WHAT NEEDS TO BE DONE » Recast every line of the rows below as a JSON list of strings, one string per line, skipping blank lines. Leave the pictures out of the answer.
==== INFORMATION PROVIDED
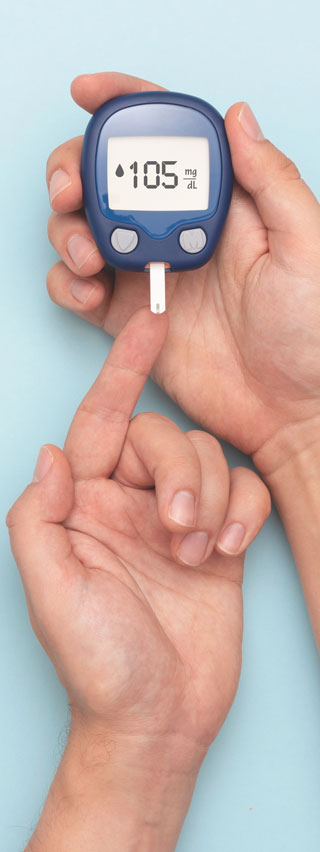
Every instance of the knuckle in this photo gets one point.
(51, 227)
(148, 418)
(207, 442)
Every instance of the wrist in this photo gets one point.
(290, 465)
(289, 451)
(119, 792)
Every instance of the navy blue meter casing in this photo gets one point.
(183, 183)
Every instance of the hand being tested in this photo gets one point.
(117, 541)
(242, 356)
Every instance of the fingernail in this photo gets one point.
(81, 289)
(182, 509)
(44, 462)
(249, 123)
(231, 538)
(80, 249)
(193, 547)
(59, 181)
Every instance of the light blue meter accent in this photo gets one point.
(161, 138)
(162, 118)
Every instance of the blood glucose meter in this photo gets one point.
(157, 182)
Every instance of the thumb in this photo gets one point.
(285, 203)
(39, 543)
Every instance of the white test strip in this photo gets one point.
(157, 288)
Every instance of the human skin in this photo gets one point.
(242, 356)
(147, 646)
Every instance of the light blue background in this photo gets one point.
(258, 789)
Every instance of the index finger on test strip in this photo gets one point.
(98, 430)
(157, 288)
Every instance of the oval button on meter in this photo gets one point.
(157, 180)
(123, 240)
(193, 240)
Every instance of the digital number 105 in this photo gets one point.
(151, 174)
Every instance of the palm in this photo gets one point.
(169, 638)
(236, 333)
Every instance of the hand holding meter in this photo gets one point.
(157, 183)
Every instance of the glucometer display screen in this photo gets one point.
(158, 173)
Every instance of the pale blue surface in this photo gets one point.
========
FINAL ANSWER »
[
  "Every instance of the knuckle in this photo gets one point.",
  "(51, 227)",
  "(148, 418)",
  "(207, 442)",
  "Every instance of the wrist in this photo gets one point.",
  "(290, 465)",
  "(289, 451)",
  "(119, 792)",
  "Every instance of the navy blue meter casing in this photo gets one point.",
  "(183, 183)",
  "Every instance of the hand being tested in this photo gets one point.",
  "(117, 541)",
  "(242, 356)",
  "Every instance of the fingernail in this photo gets one point.",
  "(81, 289)",
  "(182, 509)",
  "(44, 462)",
  "(249, 123)",
  "(231, 538)",
  "(80, 249)",
  "(193, 547)",
  "(59, 181)",
  "Every instance of the light blue meter accent in this photo gets one point.",
  "(161, 138)",
  "(162, 118)",
  "Every instance of the blood glucose meter in this photo gets one point.",
  "(157, 182)",
  "Every instance of the thumb in this photo gets one point.",
  "(285, 203)",
  "(39, 543)",
  "Every instance of the white test strip in this photo gets one point.",
  "(157, 288)",
  "Every instance of the human skin in this photo gets one point.",
  "(242, 356)",
  "(147, 646)",
  "Every instance of the light blue background in this photo gets one point.",
  "(258, 789)",
  "Every instance of the index finger on test strip in this photo gets one point.",
  "(98, 430)",
  "(157, 288)",
  "Every instance of the oval button on meter in this photo gets one point.",
  "(157, 180)",
  "(123, 240)",
  "(193, 240)",
  "Every instance of the digital number 105 in this photo gets one point.",
  "(151, 174)",
  "Every instance of the palm in this photo gets one point.",
  "(169, 638)",
  "(236, 333)",
  "Every instance of the hand holding meter in this photo gets one point.",
  "(157, 183)",
  "Every instance of the glucometer display screen in this photo gets one point.",
  "(158, 173)",
  "Every instance of the pale blue surface in this photo gets one point."
]